**Fragmento para leer**

──────────────────────────────

Domingo. Rafa Nadal vuelve a ganar Roland Garros. España vuelve a detenerse y a mirar la tele. Recuerdo a Indurain, a Crivillé, a Alonso... Solo nos queda Rafa los domingos por la tarde. Todo el mundo ha escrito y hablado sobre este tipo tan genial. Me faltan las palabras. Siento cierta asfixia creativa. Épico, inspirador, increíble, ejemplar, crack, 10, la perfecta definición de lo extraordinario… Cuando me faltan las palabras siempre acudo a los números. Rafael Nadal Parera: 14 Roland Garros, 22 Grand Slam, 36 años, dos décadas en la cima y ganó su último torneo con un solo pie.
Lunes. Termina el Jubileo de la Reina Isabel II de Inglaterra. Me gusta la palabra Jubileo: júbilo, alegría, gozo, alabanza, jarana, francachela, cachondeo pero con orden. Algo que debería aprender la monarquía española de la británica es esa capacidad de hacer de la propia monarquía algo lejano, litúrgico, ritual, nada trivial. La monarquía es un misterio revestido de un esplendor, de ese halo de habitual ceremonial. La monarquía es la última fantasía de occidente. Como en un círculo plano, cuanto más lejos está la Reina Isabel más cerca se encuentra. Apunte Don Felipe; no le digo nada, Juan Carlos: los ritos, lejos de alejar, acercan.
Martes. Quinto día de la campaña. Debate Electoral en RTVE. Cada candidato cumple con su papel esperado. Bostezo. Imagino que suena el canon de Johann Pachelbel en bucle. Me lo sé de memoria. Es un debate lánguido, triste, gris como el plató gris de la tele pública. Echo de menos a la “Niña de Rajoy” o el “Buenas noches y buena suerte” de ZP. Me falta tele, espectáculo, show digamos, o política, un titular, algo… Sostengo que en un debate a seis es imposible el show, la tele, incluso la política. En un debate a seis es imposible el debate.

──────────────────────────────

**Información proporcionada**
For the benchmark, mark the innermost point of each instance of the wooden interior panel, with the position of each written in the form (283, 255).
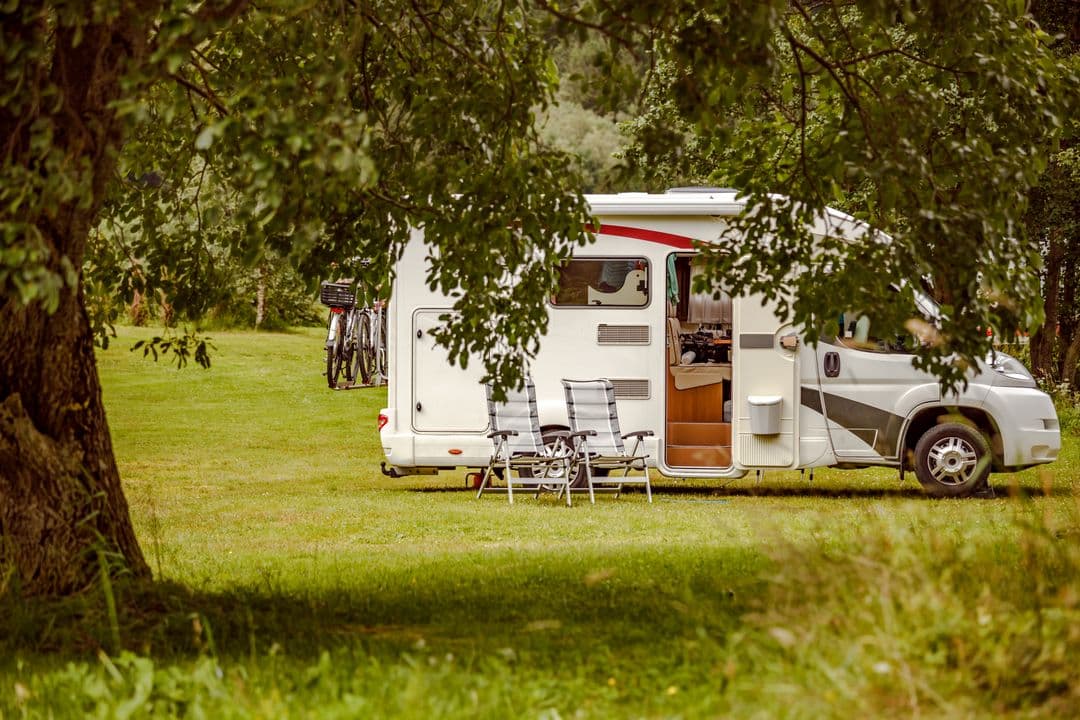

──────────────────────────────

**Tu objetivo**
Según el fragmento para leer, ¿cuántos títulos de Roland Garros suma Rafael Nadal?

**Resultado obtenido**
14 títulos de Roland Garros.